* **Objective**:
Tally the lines of the items below that contain the word "wall". Give only the number.

Raw records start

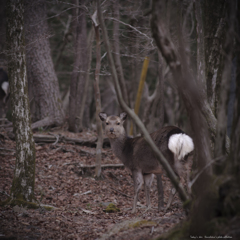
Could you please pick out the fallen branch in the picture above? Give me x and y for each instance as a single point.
(120, 192)
(120, 165)
(41, 138)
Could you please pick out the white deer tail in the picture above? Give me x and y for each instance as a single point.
(181, 145)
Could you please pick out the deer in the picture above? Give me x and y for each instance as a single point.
(137, 156)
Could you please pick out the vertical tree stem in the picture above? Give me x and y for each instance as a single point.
(24, 175)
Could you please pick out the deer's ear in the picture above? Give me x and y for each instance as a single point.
(103, 116)
(123, 116)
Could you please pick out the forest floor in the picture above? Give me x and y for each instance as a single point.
(79, 198)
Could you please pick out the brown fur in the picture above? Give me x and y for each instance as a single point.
(136, 154)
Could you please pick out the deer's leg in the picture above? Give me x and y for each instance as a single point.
(160, 192)
(138, 182)
(172, 194)
(148, 179)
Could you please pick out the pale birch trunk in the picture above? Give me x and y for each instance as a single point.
(24, 175)
(42, 79)
(78, 79)
(98, 98)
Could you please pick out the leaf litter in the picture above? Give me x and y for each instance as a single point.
(80, 199)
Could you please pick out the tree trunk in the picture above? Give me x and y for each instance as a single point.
(116, 54)
(79, 71)
(24, 175)
(98, 97)
(41, 74)
(214, 20)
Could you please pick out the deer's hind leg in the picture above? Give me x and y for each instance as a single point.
(148, 179)
(138, 182)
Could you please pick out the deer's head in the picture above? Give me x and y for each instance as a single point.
(113, 124)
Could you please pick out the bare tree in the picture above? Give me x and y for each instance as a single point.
(97, 96)
(24, 174)
(43, 84)
(79, 69)
(207, 206)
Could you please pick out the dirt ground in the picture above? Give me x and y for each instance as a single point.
(80, 199)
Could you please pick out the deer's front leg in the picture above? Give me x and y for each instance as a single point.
(138, 182)
(160, 192)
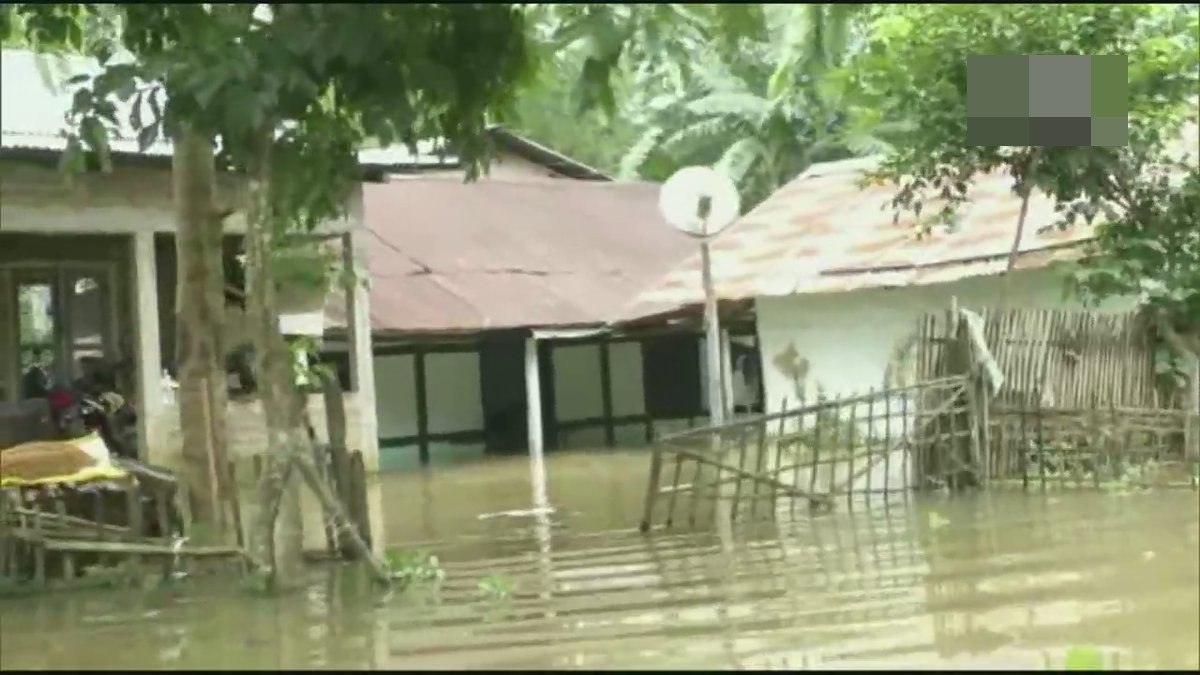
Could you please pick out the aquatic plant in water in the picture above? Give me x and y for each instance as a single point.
(409, 566)
(1084, 658)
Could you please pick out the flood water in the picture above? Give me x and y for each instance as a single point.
(985, 581)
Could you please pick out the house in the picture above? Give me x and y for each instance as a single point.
(88, 268)
(838, 286)
(463, 275)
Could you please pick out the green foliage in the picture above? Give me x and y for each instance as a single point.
(915, 67)
(497, 587)
(747, 95)
(412, 566)
(1152, 251)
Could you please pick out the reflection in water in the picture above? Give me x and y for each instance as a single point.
(995, 580)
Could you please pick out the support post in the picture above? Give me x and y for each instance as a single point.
(715, 395)
(533, 406)
(148, 350)
(358, 311)
(1192, 419)
(610, 432)
(727, 372)
(423, 408)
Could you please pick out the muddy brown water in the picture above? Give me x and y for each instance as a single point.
(993, 580)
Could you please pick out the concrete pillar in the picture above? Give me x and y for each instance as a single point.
(533, 398)
(727, 374)
(148, 350)
(358, 312)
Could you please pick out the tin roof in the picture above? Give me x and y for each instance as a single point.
(823, 233)
(448, 256)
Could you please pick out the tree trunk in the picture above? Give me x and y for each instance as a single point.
(276, 538)
(199, 314)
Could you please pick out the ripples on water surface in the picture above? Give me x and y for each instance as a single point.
(996, 580)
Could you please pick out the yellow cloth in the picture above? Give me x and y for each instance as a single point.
(90, 475)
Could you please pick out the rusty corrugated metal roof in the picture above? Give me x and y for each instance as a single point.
(447, 256)
(825, 233)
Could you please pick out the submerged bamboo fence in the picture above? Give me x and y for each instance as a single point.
(1075, 402)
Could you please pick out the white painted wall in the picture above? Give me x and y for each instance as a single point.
(577, 383)
(453, 395)
(453, 399)
(849, 339)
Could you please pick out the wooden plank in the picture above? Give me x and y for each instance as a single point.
(610, 432)
(423, 406)
(130, 548)
(760, 460)
(816, 448)
(787, 489)
(779, 463)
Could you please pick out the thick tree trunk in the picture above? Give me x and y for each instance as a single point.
(199, 312)
(276, 536)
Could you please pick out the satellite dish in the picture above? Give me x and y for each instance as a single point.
(699, 201)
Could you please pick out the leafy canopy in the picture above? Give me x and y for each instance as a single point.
(311, 81)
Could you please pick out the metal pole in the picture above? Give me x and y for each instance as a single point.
(712, 340)
(717, 400)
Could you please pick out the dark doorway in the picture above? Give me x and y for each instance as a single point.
(502, 384)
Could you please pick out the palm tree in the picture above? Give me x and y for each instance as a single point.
(763, 112)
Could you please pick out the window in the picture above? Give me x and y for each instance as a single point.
(63, 328)
(671, 376)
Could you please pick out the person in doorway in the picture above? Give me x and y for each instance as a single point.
(36, 380)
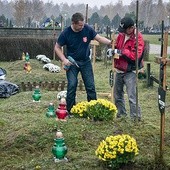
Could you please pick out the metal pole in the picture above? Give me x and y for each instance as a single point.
(137, 6)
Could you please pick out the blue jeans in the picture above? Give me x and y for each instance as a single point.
(129, 80)
(86, 70)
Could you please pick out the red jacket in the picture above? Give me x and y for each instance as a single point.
(126, 61)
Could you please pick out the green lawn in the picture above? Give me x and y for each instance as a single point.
(27, 135)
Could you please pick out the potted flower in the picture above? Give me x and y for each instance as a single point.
(117, 150)
(100, 109)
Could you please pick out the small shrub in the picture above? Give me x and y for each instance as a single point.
(99, 109)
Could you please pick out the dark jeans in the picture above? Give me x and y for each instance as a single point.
(85, 68)
(129, 80)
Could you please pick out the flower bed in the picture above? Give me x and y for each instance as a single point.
(99, 109)
(117, 150)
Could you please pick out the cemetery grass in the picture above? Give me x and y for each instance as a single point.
(27, 135)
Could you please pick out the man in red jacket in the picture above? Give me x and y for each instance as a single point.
(125, 67)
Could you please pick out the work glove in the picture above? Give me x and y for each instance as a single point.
(110, 52)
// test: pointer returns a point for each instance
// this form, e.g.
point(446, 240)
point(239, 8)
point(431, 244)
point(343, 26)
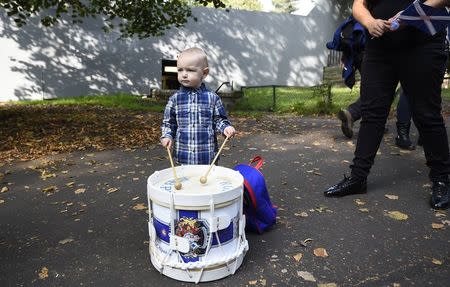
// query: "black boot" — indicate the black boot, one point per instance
point(349, 185)
point(440, 195)
point(346, 123)
point(402, 140)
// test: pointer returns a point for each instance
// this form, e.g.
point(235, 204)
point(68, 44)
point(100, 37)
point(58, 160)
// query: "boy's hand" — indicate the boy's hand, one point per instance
point(166, 142)
point(377, 27)
point(229, 131)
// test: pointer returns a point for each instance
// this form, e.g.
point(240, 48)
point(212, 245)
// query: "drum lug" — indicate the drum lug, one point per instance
point(219, 223)
point(179, 243)
point(242, 225)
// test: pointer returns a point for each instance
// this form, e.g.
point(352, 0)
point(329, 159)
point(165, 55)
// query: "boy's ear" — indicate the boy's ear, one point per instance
point(205, 72)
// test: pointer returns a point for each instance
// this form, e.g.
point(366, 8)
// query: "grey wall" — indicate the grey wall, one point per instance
point(248, 48)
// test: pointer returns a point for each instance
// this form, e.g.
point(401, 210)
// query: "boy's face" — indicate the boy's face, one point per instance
point(191, 70)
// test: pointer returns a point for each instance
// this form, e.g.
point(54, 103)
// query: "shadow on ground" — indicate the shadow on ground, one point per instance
point(74, 219)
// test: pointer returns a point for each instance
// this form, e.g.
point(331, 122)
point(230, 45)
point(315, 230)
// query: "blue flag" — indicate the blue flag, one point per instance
point(428, 19)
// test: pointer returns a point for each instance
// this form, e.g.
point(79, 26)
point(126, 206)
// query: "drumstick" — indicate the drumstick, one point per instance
point(177, 182)
point(203, 179)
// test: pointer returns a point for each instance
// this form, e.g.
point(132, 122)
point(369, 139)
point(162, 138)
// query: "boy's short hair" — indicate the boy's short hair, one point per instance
point(196, 52)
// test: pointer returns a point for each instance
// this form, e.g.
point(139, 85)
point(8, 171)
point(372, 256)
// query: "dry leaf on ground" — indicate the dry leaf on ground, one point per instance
point(80, 190)
point(298, 256)
point(65, 241)
point(320, 252)
point(140, 206)
point(306, 276)
point(44, 273)
point(437, 225)
point(359, 202)
point(436, 261)
point(397, 215)
point(112, 189)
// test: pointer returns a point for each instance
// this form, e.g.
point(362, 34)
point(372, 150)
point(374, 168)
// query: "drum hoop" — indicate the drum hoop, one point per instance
point(202, 207)
point(199, 265)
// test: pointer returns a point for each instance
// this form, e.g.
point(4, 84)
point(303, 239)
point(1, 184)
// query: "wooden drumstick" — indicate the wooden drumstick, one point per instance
point(177, 181)
point(203, 179)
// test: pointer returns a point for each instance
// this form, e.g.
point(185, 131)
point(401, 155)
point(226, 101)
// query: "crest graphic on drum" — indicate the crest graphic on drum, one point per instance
point(196, 233)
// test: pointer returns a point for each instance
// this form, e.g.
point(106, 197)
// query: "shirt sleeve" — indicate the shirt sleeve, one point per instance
point(220, 115)
point(169, 125)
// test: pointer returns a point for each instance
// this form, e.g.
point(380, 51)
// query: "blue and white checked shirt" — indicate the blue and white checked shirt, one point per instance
point(191, 119)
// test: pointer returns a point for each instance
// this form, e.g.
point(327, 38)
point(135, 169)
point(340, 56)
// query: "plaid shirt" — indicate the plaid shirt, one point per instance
point(191, 118)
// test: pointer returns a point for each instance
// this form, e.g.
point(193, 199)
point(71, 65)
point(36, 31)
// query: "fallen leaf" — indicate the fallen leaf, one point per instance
point(64, 241)
point(304, 242)
point(112, 189)
point(397, 215)
point(322, 208)
point(436, 261)
point(45, 174)
point(437, 225)
point(302, 214)
point(298, 256)
point(306, 276)
point(139, 206)
point(320, 252)
point(49, 189)
point(44, 273)
point(359, 201)
point(80, 190)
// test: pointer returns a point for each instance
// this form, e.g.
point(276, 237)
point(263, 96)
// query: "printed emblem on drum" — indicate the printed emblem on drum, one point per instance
point(196, 231)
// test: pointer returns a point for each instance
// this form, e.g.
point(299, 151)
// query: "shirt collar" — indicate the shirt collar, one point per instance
point(200, 89)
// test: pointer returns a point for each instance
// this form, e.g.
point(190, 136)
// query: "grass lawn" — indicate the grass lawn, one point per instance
point(256, 100)
point(121, 101)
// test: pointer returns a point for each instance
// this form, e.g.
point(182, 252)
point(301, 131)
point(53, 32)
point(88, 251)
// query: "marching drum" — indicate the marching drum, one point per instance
point(196, 233)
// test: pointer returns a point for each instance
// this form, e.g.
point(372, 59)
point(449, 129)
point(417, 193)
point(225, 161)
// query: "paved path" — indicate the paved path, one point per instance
point(95, 238)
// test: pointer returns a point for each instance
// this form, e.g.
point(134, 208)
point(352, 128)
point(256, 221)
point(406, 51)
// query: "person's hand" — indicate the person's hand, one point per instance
point(166, 142)
point(229, 131)
point(395, 26)
point(377, 27)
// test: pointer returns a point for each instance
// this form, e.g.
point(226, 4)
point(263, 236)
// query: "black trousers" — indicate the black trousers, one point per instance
point(403, 110)
point(420, 71)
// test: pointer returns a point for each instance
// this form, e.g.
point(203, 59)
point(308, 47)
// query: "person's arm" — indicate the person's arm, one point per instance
point(437, 3)
point(220, 116)
point(376, 27)
point(169, 125)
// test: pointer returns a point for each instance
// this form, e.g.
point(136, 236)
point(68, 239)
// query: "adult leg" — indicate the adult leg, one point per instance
point(379, 79)
point(403, 123)
point(378, 82)
point(422, 74)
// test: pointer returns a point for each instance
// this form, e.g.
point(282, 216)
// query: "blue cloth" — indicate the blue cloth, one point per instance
point(191, 118)
point(350, 38)
point(425, 18)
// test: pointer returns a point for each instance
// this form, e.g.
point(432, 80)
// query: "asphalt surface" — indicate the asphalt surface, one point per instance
point(76, 219)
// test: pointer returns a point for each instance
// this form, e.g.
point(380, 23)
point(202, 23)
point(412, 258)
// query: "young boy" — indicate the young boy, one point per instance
point(193, 114)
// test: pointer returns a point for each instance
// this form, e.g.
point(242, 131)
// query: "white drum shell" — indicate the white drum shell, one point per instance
point(220, 199)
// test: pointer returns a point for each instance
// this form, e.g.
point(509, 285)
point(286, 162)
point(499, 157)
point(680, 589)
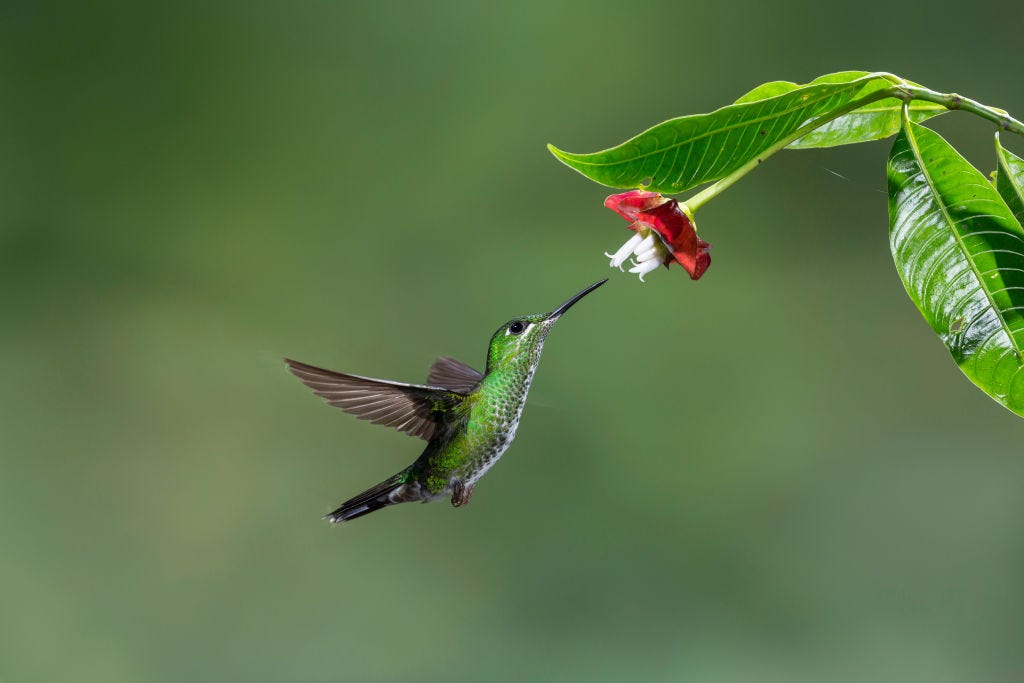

Raw records end

* **Task output**:
2